* _GIVEN ENTRIES_:
________________________
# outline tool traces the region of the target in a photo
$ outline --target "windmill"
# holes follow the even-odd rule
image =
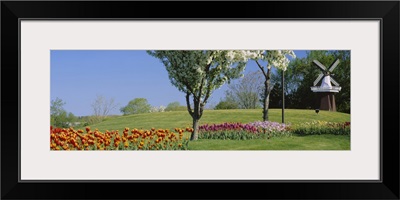
[[[321,70],[321,73],[314,81],[314,86],[311,87],[311,91],[318,93],[317,96],[320,105],[317,109],[319,110],[336,111],[335,93],[338,93],[342,87],[340,87],[339,83],[331,76],[334,75],[332,72],[339,65],[339,62],[339,59],[336,59],[331,66],[327,68],[318,60],[313,60],[313,63]],[[317,86],[321,79],[321,85]]]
________________________
* _EXERCISE_:
Reproduce each of the rows above line for line, leaving out the pictures.

* _TASK RESPONSE_:
# outline tool traces the region of the target in a photo
$ outline --target "windmill"
# holes follow the even-odd rule
image =
[[[321,70],[321,73],[314,81],[314,86],[311,87],[311,91],[318,93],[317,96],[320,105],[317,109],[319,110],[336,111],[335,93],[338,93],[342,87],[340,87],[339,83],[331,76],[334,75],[332,72],[339,65],[339,62],[339,59],[336,59],[331,66],[327,68],[318,60],[313,60],[313,63]],[[317,86],[321,79],[321,85]]]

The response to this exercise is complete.